:: Your objective ::
Transcribe part of the passage on Sweden's Covid-19 mortality word for word, starting at "However, when CFR" and ending at "reported Covid-19 patients.".

Sweden’s ambassador to the U.S. declared that “Stockholm could reach herd immunity by May.” However, five months’ later this has not been achieved, and Sweden’s economy has suffered just as much, if not more, than its neighbors who used lockdown measures.

The epidemiological indicators I present below expose the flawed, not to say macabre, effects of the Swedish exporting model.

The message to other nations is: Don’t buy it. Survive instead.

Case Fatality Rate in Sweden & Nordic
Neighbors: Denmark, Finland, Norway

Based on current international data, I have carried out a comparison of mortality indicators among Nordic countries that applied forms of lockdown, and Sweden.

There certainly are multiple models for such international epidemiological comparisons. However, I start with the simple method to determine whether there is a statistical significance in the reported differences regarding total number, number per capita, etc.

(As we know, not all differences in mortality rates are epidemiologically/statistically significant, although they can appear as such in media reports).

Results found through comparisons between the number of Covid-19 deaths in Sweden (n = 5,883) and ditto the total numbers in Denmark, Finland and Norway (n = 1,284), give a significant overrepresentation of the Swedish deaths (X2 = 3023.3239, p = <0.00001). The difference is thus highly statistically significant.

Another method is the Case Fatality Rate (hereinafter referred to as CFR). CFR intends to estimate the proportion of deaths among confirmed cases. It shows the proportion of those who were ill and who eventually died; the World Health Organization considers it “a measure of severity among detected cases.”

Among more than 200 countries included in the international tables on Coronavirus, Sweden is currently ranked 14th out of the 15 countries with the highest Covid-19 death rate per 1 M population.

However, when CFR is taken into account, Sweden increases to sixth place in that group, illustrating the significance of the CFR method.  This ranking position has remained rather even for Sweden. My calculation (as of Oct. 7 , 2020) indicates the same results established in a research paper from May 2020.

Regarding the comparison among the said Nordic countries, I have used two CFR calculation models. One is the usual CFR, which only needs the death toll and the number of reported Covid-19 patients.

The second consists of a more refined method, also recently described by the WHO, which in addition requires the number of cases that have recovered from the disease.

With the first method, the current CFR calculation results in: Denmark 2.18, Finland 3.16, Norway 1.8, and Sweden 6.11 percent.

:: Data section ::
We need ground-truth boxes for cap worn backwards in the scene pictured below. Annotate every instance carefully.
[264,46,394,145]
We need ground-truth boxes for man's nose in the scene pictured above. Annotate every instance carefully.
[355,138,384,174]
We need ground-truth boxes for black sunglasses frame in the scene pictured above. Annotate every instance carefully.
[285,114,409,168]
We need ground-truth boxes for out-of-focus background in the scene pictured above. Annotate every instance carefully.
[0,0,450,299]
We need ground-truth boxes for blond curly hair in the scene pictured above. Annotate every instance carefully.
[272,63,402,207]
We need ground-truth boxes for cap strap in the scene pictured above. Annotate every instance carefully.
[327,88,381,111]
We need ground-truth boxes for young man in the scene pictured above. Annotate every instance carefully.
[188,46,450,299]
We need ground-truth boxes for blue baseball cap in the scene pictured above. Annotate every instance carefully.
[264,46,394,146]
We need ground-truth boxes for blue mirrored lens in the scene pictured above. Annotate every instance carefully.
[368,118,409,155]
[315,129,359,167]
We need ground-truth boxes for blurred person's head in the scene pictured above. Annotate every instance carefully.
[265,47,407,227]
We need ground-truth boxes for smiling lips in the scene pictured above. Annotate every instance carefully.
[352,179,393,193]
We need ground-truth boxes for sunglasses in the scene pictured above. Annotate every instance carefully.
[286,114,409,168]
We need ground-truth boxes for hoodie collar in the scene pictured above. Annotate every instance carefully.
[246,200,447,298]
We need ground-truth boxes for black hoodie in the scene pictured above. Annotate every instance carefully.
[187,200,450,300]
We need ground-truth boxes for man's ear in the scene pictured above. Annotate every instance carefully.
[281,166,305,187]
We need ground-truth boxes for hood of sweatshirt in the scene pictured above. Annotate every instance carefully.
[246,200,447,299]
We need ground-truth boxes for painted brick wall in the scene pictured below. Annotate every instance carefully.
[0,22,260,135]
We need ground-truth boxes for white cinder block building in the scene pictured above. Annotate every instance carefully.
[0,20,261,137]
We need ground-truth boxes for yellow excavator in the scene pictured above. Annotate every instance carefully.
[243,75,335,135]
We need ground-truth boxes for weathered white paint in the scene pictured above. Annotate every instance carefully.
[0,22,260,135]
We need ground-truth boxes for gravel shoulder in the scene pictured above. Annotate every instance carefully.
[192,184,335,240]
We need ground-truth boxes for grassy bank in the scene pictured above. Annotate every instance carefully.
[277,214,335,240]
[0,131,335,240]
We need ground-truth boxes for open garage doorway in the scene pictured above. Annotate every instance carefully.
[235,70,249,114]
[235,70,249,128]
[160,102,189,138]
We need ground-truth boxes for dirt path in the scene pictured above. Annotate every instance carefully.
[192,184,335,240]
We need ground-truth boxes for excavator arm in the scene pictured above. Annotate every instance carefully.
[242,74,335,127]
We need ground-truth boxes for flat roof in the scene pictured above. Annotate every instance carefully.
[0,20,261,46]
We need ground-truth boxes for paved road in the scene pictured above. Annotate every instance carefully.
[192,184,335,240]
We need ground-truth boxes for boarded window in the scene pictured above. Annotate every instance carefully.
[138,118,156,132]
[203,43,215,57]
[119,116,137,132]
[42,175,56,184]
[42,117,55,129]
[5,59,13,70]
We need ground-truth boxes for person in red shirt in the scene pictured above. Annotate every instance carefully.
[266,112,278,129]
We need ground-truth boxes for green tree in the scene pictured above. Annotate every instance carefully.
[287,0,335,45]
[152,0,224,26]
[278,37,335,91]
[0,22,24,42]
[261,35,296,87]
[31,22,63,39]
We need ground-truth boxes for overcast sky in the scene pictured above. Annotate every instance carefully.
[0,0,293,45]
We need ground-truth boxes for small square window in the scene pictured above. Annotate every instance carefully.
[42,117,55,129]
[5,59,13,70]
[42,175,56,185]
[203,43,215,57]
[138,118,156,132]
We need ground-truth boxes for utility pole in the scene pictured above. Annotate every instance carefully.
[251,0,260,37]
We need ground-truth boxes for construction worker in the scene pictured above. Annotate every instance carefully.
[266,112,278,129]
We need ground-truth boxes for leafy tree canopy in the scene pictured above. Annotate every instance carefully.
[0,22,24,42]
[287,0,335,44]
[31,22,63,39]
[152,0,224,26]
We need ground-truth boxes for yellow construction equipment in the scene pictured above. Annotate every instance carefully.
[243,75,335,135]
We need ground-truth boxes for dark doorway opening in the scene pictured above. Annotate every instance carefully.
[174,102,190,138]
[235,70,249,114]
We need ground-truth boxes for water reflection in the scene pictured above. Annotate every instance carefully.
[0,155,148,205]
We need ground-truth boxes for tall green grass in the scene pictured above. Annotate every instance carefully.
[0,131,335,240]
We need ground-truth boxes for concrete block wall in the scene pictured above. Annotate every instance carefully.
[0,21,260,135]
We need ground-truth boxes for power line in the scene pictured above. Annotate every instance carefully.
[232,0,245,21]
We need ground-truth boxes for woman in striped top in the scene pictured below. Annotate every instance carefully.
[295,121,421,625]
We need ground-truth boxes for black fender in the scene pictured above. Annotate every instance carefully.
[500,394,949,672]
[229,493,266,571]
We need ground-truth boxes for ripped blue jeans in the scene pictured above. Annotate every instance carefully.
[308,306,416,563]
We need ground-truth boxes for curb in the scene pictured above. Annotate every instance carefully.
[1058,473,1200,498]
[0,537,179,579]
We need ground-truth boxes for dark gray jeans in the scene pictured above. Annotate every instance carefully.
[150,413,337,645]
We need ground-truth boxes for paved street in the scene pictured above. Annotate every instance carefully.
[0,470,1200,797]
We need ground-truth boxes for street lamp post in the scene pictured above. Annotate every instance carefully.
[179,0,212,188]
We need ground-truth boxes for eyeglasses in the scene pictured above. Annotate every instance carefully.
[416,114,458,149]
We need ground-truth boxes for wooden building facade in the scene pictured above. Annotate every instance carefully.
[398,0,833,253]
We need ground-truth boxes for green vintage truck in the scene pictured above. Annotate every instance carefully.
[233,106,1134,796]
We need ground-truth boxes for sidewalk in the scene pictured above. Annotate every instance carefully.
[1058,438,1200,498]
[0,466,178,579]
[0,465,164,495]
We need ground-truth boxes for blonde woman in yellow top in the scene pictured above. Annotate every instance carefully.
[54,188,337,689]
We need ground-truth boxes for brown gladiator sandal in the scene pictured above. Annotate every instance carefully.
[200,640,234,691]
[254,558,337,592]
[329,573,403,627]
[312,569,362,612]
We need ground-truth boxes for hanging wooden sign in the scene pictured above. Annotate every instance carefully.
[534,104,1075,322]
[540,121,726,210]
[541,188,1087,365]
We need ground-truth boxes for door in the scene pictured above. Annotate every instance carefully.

:: Result below ::
However, when CFR is taken into account, Sweden increases to sixth place in that group, illustrating the significance of the CFR method.  This ranking position has remained rather even for Sweden. My calculation (as of Oct. 7 , 2020) indicates the same results established in a research paper from May 2020.

Regarding the comparison among the said Nordic countries, I have used two CFR calculation models. One is the usual CFR, which only needs the death toll and the number of reported Covid-19 patients.